▶ **PROBLEM REQUIREMENTS**:
Copy the stretch from "On November 15, 2011, B.o.B" through "and digital download." in the passage about B.o.B's Strange Clouds album, substituting "street album" for every "mixtape".

On June 9, 2011, B.o.B confirmed he was working on the follow-up album to his debut, B.o.B Presents: The Adventures of Bobby Ray (2010). In a statement given to Detroit's Mlive.com, Bobby Ray said: "I’m really excited about this one. You’re always excited about every project. But I really feel like I’m in my groove with this one. I’m more aware of myself as an instrument, as a sound. It's more intentful." As the Atlanta rapper continued, he spoke on his process of making songs as if he was performing the song live: "I make music just to perform it. A lot of the thought process (of working on an album) goes into actually performing it."

On September 27, 2011, B.o.B appeared on an online video stream on Atlanta's V-103 WVEE radio station, to promote the lead single "Strange Clouds". While there he announced the title of the album to also be Strange Clouds and revealed the album was to be released in early Spring of 2012. Bobby Ray held the first listening session for the album at Tree Sound Studios on October 25, 2011. Seven new songs were previewed during the listening session, including his single "Play the Guitar" which features André 3000. Other guest appearances confirmed, as the album was not fully complete, include Lil Wayne, Big K.R.I.T., Nelly and a song with T.I. titled "Arena". In addition he has worked with OneRepublic on a song and has been quoted as having: "the song of 2012 with a mega feature from somebody who never does features with anyone!".

On November 15, 2011, B.o.B revealed a then-upcoming mixtape titled E.P.I.C. (Every Play Is Crucial) prior to the album's release. The mixtape was released on November 28, 2011, featuring guest appearances from Eminem, Mos Def, Roscoe Dash, Meek Mill, and Bun B, and included production from Ryan Tedder to Lil' C and Jim Jonsin. Two songs off the mixtape, "What Are We Doing" and "Guest List", both appear on the Deluxe Edition as bonus tracks, respectively. The album was originally set to be released on March 13, 2012, however on February 9, B.o.B announced the album had been pushed back, and the new release date was May 1, 2012. On February 21, 2012, the official second single, "So Good", was released to radio and digital download.

▶ **LISTING**:
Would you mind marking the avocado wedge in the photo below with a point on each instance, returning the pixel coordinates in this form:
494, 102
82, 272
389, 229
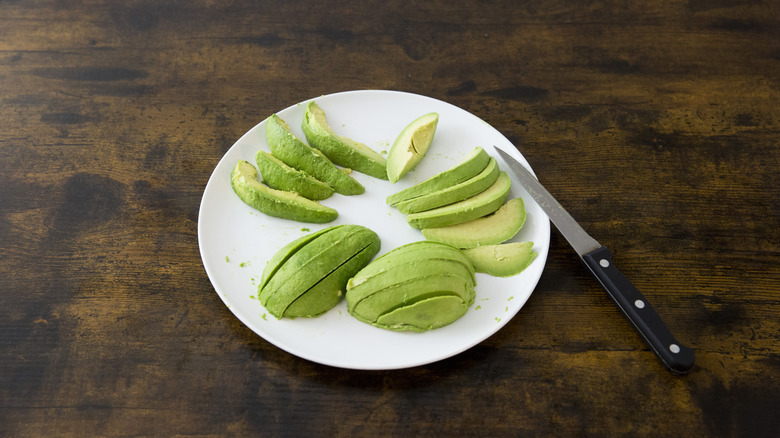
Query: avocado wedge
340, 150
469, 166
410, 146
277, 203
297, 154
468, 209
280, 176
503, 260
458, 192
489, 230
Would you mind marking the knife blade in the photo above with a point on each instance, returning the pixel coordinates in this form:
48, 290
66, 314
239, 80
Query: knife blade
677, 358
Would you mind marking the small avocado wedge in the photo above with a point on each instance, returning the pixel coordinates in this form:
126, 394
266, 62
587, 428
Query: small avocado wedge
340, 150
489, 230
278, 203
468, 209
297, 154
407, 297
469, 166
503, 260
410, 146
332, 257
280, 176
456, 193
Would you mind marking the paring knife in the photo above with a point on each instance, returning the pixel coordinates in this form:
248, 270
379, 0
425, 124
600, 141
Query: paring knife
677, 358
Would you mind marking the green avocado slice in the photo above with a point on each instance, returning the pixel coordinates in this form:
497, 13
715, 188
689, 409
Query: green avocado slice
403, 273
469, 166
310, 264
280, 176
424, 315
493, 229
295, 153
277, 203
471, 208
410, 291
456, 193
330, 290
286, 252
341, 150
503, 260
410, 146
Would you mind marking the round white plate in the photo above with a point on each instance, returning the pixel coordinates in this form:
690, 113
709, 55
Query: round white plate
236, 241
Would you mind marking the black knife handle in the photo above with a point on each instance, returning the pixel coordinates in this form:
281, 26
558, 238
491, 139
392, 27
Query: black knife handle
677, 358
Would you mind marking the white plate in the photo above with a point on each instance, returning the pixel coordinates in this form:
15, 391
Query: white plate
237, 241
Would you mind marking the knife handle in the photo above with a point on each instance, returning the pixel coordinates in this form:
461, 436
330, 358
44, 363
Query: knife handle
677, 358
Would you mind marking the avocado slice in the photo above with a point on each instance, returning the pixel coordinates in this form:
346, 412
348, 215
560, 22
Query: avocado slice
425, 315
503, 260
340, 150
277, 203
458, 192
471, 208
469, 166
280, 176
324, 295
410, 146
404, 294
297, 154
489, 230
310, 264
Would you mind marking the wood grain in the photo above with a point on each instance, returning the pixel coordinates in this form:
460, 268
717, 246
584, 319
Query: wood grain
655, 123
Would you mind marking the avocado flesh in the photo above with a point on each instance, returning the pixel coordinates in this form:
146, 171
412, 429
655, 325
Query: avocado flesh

---

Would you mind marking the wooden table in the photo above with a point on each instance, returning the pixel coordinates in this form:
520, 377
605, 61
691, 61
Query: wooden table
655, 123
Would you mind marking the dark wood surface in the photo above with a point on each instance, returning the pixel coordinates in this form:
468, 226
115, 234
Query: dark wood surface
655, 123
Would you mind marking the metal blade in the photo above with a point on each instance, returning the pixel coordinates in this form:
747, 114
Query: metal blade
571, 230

--

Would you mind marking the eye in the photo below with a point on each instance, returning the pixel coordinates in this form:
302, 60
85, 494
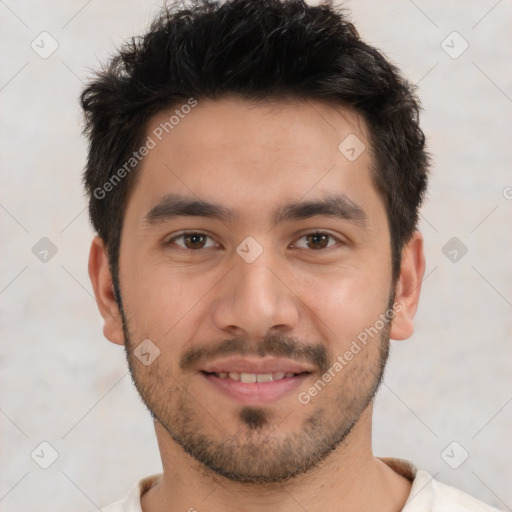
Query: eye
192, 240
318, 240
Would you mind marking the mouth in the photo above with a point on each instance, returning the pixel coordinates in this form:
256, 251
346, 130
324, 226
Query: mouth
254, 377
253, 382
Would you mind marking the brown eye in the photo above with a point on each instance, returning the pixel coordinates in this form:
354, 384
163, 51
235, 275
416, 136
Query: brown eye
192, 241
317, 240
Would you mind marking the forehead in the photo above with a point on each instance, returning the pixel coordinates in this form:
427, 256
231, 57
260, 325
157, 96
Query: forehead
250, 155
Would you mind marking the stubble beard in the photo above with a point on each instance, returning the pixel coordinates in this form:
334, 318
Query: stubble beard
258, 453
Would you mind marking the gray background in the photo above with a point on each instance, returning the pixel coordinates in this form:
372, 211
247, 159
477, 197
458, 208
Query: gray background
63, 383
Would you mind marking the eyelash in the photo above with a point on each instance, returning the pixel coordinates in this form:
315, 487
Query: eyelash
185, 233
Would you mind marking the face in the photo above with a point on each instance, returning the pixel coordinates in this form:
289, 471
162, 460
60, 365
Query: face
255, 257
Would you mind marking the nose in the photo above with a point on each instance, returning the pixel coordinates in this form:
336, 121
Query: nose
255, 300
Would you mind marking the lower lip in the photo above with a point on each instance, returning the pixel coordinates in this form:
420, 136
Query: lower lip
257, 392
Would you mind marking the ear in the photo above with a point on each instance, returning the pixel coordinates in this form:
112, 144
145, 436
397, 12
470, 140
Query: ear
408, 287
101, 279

▶ **ANSWER TO THIS PROBLEM**:
On November 15, 2011, B.o.B revealed a then-upcoming street album titled E.P.I.C. (Every Play Is Crucial) prior to the album's release. The street album was released on November 28, 2011, featuring guest appearances from Eminem, Mos Def, Roscoe Dash, Meek Mill, and Bun B, and included production from Ryan Tedder to Lil' C and Jim Jonsin. Two songs off the street album, "What Are We Doing" and "Guest List", both appear on the Deluxe Edition as bonus tracks, respectively. The album was originally set to be released on March 13, 2012, however on February 9, B.o.B announced the album had been pushed back, and the new release date was May 1, 2012. On February 21, 2012, the official second single, "So Good", was released to radio and digital download.